== ABOUT THIS TASK ==
What follows is a listing to be repeated in full and without alteration.

== STORED DATA ==
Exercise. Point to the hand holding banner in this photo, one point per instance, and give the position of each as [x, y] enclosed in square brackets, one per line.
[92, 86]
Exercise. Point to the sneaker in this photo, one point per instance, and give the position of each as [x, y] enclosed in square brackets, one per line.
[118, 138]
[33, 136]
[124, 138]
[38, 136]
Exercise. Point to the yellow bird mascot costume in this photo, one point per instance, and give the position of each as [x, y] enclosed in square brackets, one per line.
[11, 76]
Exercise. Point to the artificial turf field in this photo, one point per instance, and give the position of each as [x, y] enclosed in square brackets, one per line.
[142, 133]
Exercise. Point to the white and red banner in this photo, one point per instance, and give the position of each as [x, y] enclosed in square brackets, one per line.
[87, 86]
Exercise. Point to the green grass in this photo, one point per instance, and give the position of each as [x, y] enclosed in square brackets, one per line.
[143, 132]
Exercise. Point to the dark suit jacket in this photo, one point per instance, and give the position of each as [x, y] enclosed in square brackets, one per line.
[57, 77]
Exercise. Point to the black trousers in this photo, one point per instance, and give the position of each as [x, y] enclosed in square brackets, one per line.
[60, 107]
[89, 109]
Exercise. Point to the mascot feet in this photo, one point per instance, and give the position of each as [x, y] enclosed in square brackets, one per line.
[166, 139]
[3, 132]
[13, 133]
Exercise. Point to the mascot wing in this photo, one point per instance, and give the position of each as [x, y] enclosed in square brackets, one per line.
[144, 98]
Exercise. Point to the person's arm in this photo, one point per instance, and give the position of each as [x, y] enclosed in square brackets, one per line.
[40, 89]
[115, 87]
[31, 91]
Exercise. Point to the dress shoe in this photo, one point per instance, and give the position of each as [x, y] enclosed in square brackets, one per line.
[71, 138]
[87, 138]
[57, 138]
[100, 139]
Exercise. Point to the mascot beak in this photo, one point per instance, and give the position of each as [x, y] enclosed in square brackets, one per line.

== EXERCISE RESPONSE ==
Exercise. Point to the hand holding banner in this photo, one point per instance, and give the position of each as [x, y] enclosed in square brackets, one per line.
[92, 86]
Exercise. Point to the sneaker in this photo, one point per instance, and give the position of each as [x, y] enclosed in square brackets, one per line.
[118, 138]
[33, 136]
[124, 138]
[38, 136]
Exercise. Point to the yellow bird mascot costume in this photo, one point per instance, and give the position of each as [x, y] enclosed in square brackets, one per line.
[11, 76]
Exercise. Point to the artificial turf field in this photo, one point per instance, and give the position of each as [x, y] enclosed in square brackets, one per line.
[142, 133]
Exercise. Point to the white and red banner in this photo, one point per instance, and give the position of each as [x, y] enclosed in square brackets, one per line.
[87, 86]
Exercise. Point to the green grass in this photo, one point per instance, and give the position of each as [x, y] enclosed in square brackets, one per line.
[143, 132]
Exercise. Point to the dark suit jacket in this photo, one point per instance, and give the position of each as [x, y] enclosed in square brackets, one per line.
[57, 77]
Exercise. Point to the black trousers in this photo, one point per instance, and give the position of each as [x, y] enclosed in square brackets, one per line.
[60, 107]
[89, 109]
Exercise. Point to the mascot feet in this photo, one point per instance, and give the position of each as [x, y] enclosed in square brackets, one per line.
[166, 139]
[3, 132]
[13, 133]
Exercise. Point to the mascot wing in this photo, one point per instance, and give the position of each as [x, y] enclosed in square brackets, one per line.
[144, 98]
Exercise. Point to the person's arm in this photo, one point per instance, and give the position of each as [x, y] enclosed in square brackets, one per line.
[40, 89]
[115, 87]
[31, 91]
Exercise. Point to the dress shoe in this photo, one point per instance, and give the position of each as [x, y] enclosed in square brackets, one per line.
[71, 138]
[87, 138]
[57, 138]
[100, 139]
Exercise. Point to the mascot beak in this photo, one point per instance, and give the position of each as [x, y] enclosed in square brackets, one per line.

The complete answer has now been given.